[The records Boundary: Start]
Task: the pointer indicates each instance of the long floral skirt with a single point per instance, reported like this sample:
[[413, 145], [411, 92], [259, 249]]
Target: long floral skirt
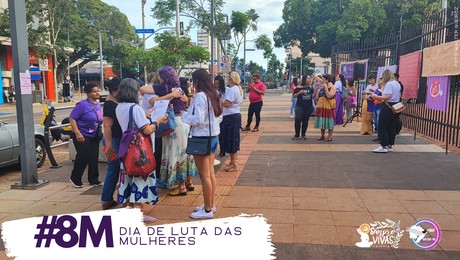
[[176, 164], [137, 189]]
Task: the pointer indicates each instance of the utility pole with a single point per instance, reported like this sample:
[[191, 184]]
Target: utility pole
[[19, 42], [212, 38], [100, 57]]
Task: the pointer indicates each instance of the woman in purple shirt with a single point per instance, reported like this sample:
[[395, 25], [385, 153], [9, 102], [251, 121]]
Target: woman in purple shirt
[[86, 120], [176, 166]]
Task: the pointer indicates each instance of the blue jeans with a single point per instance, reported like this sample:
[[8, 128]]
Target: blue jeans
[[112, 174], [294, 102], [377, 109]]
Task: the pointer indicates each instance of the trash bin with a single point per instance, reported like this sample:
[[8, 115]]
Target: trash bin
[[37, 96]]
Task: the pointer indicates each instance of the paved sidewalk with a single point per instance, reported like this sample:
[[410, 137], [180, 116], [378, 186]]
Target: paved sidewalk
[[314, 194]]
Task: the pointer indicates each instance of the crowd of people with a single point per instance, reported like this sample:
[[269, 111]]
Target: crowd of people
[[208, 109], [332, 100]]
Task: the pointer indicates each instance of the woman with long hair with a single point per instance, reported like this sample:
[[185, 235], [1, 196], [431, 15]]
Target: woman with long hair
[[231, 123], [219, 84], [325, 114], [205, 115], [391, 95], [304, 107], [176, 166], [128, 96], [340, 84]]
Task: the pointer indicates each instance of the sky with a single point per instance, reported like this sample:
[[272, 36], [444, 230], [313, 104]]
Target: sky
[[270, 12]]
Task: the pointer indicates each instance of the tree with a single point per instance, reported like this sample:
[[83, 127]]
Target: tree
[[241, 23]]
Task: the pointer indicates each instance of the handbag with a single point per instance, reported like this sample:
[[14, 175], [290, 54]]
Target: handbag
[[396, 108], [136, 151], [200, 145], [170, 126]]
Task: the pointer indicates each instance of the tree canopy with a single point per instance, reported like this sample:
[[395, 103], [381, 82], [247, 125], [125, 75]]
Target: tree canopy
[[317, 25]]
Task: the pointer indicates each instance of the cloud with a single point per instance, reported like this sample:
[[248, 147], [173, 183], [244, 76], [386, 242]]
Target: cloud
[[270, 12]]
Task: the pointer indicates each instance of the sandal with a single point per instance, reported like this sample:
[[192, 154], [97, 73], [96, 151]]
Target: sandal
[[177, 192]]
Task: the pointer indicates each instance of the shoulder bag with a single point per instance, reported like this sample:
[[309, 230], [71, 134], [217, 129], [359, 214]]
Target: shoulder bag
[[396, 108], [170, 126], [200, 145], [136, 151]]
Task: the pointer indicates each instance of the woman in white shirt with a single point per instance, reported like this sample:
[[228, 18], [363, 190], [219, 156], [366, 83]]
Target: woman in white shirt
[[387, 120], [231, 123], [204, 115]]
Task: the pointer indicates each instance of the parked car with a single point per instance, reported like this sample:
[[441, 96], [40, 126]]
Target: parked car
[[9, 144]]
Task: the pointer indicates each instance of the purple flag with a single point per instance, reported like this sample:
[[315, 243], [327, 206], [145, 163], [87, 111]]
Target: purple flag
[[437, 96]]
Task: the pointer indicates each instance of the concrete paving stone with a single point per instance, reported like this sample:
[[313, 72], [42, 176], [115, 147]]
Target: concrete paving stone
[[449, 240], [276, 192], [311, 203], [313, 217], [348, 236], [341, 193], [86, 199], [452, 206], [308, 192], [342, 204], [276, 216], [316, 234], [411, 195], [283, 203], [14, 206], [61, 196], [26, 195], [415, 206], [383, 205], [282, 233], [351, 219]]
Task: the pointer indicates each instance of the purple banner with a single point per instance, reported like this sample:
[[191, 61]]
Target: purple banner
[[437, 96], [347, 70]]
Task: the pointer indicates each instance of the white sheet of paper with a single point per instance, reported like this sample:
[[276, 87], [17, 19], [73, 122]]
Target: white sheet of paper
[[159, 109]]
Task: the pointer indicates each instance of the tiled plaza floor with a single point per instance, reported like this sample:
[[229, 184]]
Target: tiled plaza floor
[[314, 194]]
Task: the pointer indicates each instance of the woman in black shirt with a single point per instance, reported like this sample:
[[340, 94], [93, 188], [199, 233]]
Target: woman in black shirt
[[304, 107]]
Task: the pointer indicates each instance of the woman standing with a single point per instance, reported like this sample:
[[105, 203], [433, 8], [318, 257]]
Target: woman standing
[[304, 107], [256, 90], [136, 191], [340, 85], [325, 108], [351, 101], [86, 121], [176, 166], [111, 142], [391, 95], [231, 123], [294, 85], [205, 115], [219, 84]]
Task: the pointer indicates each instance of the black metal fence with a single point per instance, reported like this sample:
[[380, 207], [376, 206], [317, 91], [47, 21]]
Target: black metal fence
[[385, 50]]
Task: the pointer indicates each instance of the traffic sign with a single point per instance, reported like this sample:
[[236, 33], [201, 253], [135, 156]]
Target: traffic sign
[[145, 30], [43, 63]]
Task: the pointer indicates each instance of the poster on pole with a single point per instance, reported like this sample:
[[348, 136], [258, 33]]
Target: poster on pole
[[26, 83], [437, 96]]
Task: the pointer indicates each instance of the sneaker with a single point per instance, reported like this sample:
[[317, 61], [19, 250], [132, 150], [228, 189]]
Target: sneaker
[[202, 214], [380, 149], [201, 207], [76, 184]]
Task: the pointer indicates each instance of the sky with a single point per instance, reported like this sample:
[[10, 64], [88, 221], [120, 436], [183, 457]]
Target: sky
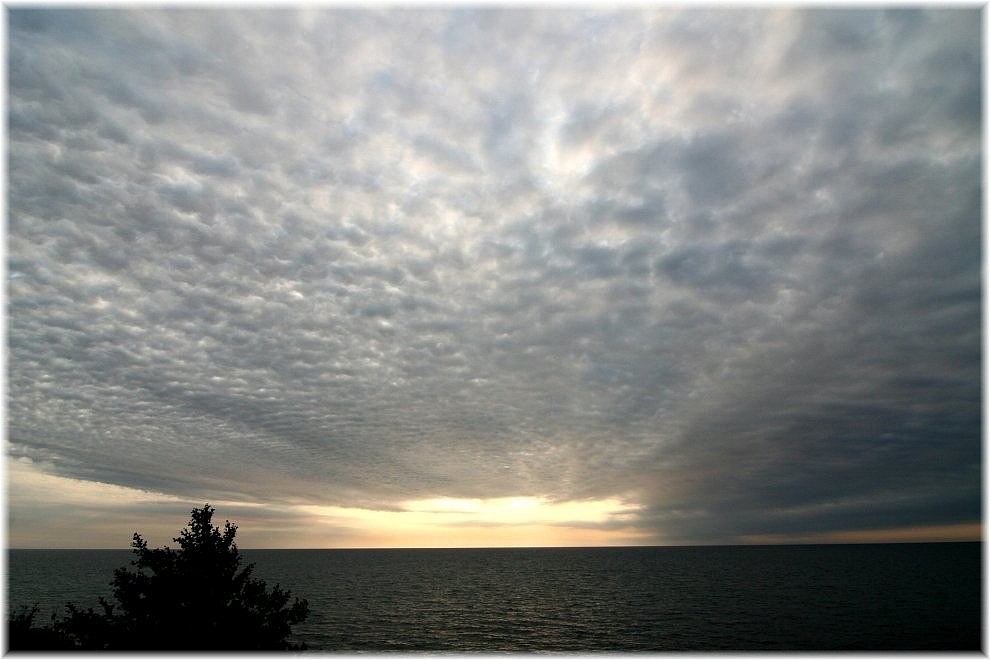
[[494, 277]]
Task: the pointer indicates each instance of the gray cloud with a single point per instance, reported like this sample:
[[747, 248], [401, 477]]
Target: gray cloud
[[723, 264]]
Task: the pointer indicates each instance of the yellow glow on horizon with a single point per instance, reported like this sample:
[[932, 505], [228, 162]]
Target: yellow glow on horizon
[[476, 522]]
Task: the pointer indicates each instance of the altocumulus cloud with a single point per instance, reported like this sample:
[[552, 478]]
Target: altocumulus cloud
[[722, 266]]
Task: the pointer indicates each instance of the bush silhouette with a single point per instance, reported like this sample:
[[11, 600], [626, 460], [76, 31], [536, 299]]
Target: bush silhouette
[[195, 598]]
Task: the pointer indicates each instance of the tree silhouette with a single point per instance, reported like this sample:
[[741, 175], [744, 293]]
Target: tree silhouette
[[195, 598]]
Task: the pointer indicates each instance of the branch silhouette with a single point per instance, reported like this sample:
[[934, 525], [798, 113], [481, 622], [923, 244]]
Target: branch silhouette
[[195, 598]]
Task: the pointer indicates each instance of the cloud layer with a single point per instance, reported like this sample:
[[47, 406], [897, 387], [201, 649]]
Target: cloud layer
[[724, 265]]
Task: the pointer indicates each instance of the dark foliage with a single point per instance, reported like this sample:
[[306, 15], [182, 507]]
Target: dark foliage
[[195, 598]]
[The records Boundary: End]
Action item: Leaving the images out, retype all the material above exactly.

Task answer:
Task: the pointer indicates each instance of the long floral skirt with a single point per instance, reported like this sample:
[[413, 145], [411, 92], [259, 249]]
Target: long floral skirt
[[176, 164], [137, 189]]
Task: the pointer indicates each instance of the utility pole with a single point per instance, reported like this sample:
[[191, 184]]
Target: utility pole
[[19, 42], [212, 38], [100, 57]]
Task: the pointer indicates each instance of the woman in purple shirt with a single point per instance, reported like this sample:
[[395, 25], [385, 153], [9, 102], [251, 121]]
Target: woman in purple shirt
[[86, 120], [176, 166]]
Task: the pointer indicates each instance of the blue jeans with a single point per instance, reported like this sample:
[[8, 128]]
Target: blue jeans
[[112, 174], [294, 102], [377, 109]]
Task: the pointer indicates each instance of the trash bin with a single point per instance, reported like this sample:
[[8, 115]]
Target: trash bin
[[37, 96]]
Task: the pointer indicates each instance of the paved sidewalk with a single point per instance, reported like this sample:
[[410, 137], [180, 116], [378, 186]]
Target: paved sidewalk
[[314, 194]]
Task: the pointer indicates each instance of the crowd of people with a single point per instance, reported like this sample:
[[269, 111]]
Target: crowd of people
[[208, 109], [332, 100]]
Task: the pointer indicates each instance of the woman with long hair with a single point per instance, reported like this sample:
[[185, 235], [1, 196], [431, 15]]
Target: woman with long hair
[[231, 123], [219, 84], [325, 114], [205, 115], [391, 95], [304, 107], [176, 166], [128, 96], [340, 84]]
Task: the pointer indicates each instance of the sky with a single point per instance, reported like this sample:
[[272, 36], [444, 230], [313, 104]]
Target: sky
[[270, 12]]
Task: the pointer indicates each instance of the tree with a single point per instance, reported like this sample:
[[83, 127]]
Target: tree
[[241, 23]]
Task: the pointer indicates each instance of the handbag with a single point per instance, reported like this sample:
[[14, 175], [290, 54]]
Target: handbag
[[396, 108], [136, 151], [200, 145], [170, 126]]
Task: the pointer indicates each instance of the tree canopy with a single point per instance, reported like this sample:
[[395, 103], [381, 82], [247, 125], [125, 75]]
Target: tree canopy
[[317, 25]]
Task: the pointer indicates each instance of the cloud with a single point per instance, reported like this sample:
[[248, 147], [173, 183], [244, 76], [386, 242]]
Target: cloud
[[270, 12]]
Task: the pointer indicates each instance of the sandal with a single point per instance, reported like this sample:
[[192, 154], [97, 73], [96, 151]]
Target: sandal
[[177, 192]]
Task: the pointer indicates each instance of the shoulder bag with a single point per instance, reported like this sample:
[[309, 230], [71, 134], [217, 129], [359, 214]]
Target: shoulder bag
[[396, 108], [170, 126], [200, 145], [136, 151]]
Task: the pointer indicates each instance of the woman in white shirt with a single point per instance, reported like this sample:
[[228, 18], [363, 190], [219, 156], [366, 83]]
Target: woman in white shirt
[[387, 120], [231, 123], [204, 115]]
Task: the pointer indicates each instance of the parked car with a single point per instance, reported like this sample:
[[441, 96], [40, 126]]
Target: parked car
[[9, 144]]
Task: the pointer indicates each instance of the purple flag with a single point per instance, reported like this sample:
[[315, 243], [327, 206], [145, 163], [87, 111]]
Target: purple flag
[[437, 96]]
Task: the pointer indicates each instance of the concrete paving stone with a single point per instance, reported like this sample:
[[313, 72], [42, 176], [115, 147]]
Target: concrete paving stone
[[449, 240], [276, 192], [311, 203], [313, 217], [348, 236], [341, 193], [86, 199], [452, 206], [308, 192], [342, 204], [276, 216], [316, 234], [411, 195], [283, 203], [14, 206], [61, 196], [26, 195], [415, 206], [383, 205], [282, 233], [351, 219]]
Task: the pointer indicates each instance of the purple banner with a single point per instance, reported like this sample:
[[191, 61]]
Target: purple banner
[[437, 96], [347, 70]]
Task: the pointer indicates each instance of the white sheet of paper with a single point per instance, reported like this sample:
[[276, 87], [17, 19], [73, 122]]
Target: white sheet of paper
[[159, 109]]
Task: the pointer indicates each instance of the tiled plaza floor with a single point per instance, reported like this sample:
[[229, 184]]
Target: tiled plaza floor
[[314, 194]]
Task: the pointer indicates each instance of the woman in black shirt with a single point per instance, reported like this sample:
[[340, 94], [93, 188], [199, 233]]
Target: woman in black shirt
[[304, 107]]
Task: the pointer indicates each instance of the woman standing with a single point per instance, reported like this sample:
[[105, 203], [433, 8], [318, 257]]
Target: woman standing
[[304, 107], [256, 90], [136, 191], [340, 85], [325, 108], [351, 101], [86, 121], [176, 166], [111, 142], [391, 95], [231, 123], [294, 85], [205, 115], [219, 84]]
Task: the pointer indicates each instance of the black metal fence with a single point per instance, reported like this sample:
[[380, 207], [376, 206], [317, 91], [47, 21]]
Target: black metal fence
[[385, 50]]
Task: the pointer indicates each instance of the traffic sign with a single point per instance, reported like this sample:
[[236, 33], [201, 253], [135, 156]]
Target: traffic sign
[[145, 30], [43, 63]]
Task: the pointer indicates each instance of the poster on pole with a single point per instance, reported like this sample:
[[348, 136], [258, 33]]
Target: poster on pole
[[26, 83], [437, 96]]
Task: the pointer indicates each instance of the sneaker with a single point per instance, reported like this sample:
[[317, 61], [19, 250], [132, 150], [228, 189]]
Target: sneaker
[[202, 214], [380, 149], [201, 207], [76, 184]]
Task: the pointer indicates each instance of the sky with a single point per instance, reported like this sample:
[[10, 64], [88, 221], [120, 436], [183, 457]]
Target: sky
[[494, 277]]
Task: the pointer indicates each instance of the gray cloud with a single point per instance, reported like this sample:
[[747, 248], [401, 477]]
Target: gray cloud
[[723, 264]]
Task: the pointer indicates each instance of the yellow glow on horizon with a single point per instance, reported like this sample:
[[932, 505], [228, 162]]
Target: yellow glow on horizon
[[476, 522]]
Task: the pointer indicates each instance of the altocumulus cloud with a single point per instance, reported like this sample:
[[552, 478]]
Target: altocumulus cloud
[[722, 266]]
Task: the pointer indicates each instance of the bush silhouette with a single point per instance, reported like this sample:
[[11, 600], [626, 460], [76, 31], [536, 299]]
Target: bush silhouette
[[195, 598]]
Task: the pointer indicates each instance of the tree silhouette with a single point per instance, reported like this sample:
[[741, 175], [744, 293]]
Target: tree silhouette
[[195, 598]]
Task: the pointer indicates each instance of the branch silhouette with a single point per instance, reported like this sample:
[[934, 525], [798, 113], [481, 622], [923, 244]]
Target: branch silhouette
[[195, 598]]
Task: the pointer indicates each instance of the cloud layer with a single point per instance, reported like this sample:
[[47, 406], [897, 387], [201, 649]]
Target: cloud layer
[[724, 265]]
Task: the pointer indicates each instance of the dark foliage with a single point per instance, reported like this sample:
[[306, 15], [182, 507]]
Target: dark foliage
[[195, 598]]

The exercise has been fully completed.